» Direction
Copy out every record line for line, leaving the pictures out.

++++++++

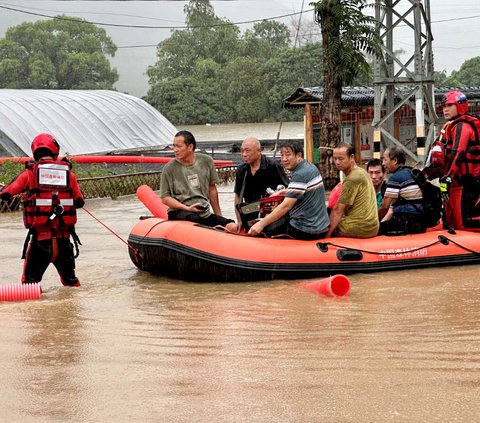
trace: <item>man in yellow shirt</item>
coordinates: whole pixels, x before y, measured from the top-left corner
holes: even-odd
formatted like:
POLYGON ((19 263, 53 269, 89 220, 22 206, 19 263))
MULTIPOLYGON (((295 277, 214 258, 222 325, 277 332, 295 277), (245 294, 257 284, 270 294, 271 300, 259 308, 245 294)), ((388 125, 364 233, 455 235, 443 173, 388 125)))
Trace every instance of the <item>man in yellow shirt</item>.
POLYGON ((340 143, 333 150, 337 170, 345 174, 342 193, 330 212, 326 237, 371 238, 378 233, 378 211, 375 188, 368 173, 357 166, 355 148, 340 143))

++++++++

» Solution for this task
trace: <item>man in yellow shirt</item>
coordinates: whole pixels, x before y, measured from the top-left corner
holes: even-odd
formatted like:
POLYGON ((19 263, 53 269, 89 220, 22 206, 19 263))
MULTIPOLYGON (((295 277, 214 258, 222 325, 277 332, 295 277), (245 294, 257 284, 270 294, 271 300, 259 308, 245 294)), ((388 125, 364 233, 455 235, 443 173, 388 125)))
Trace every instance of the <item>man in yellow shirt</item>.
POLYGON ((340 143, 333 150, 337 170, 345 174, 342 193, 330 212, 326 237, 371 238, 378 233, 378 211, 375 188, 368 173, 357 166, 355 148, 340 143))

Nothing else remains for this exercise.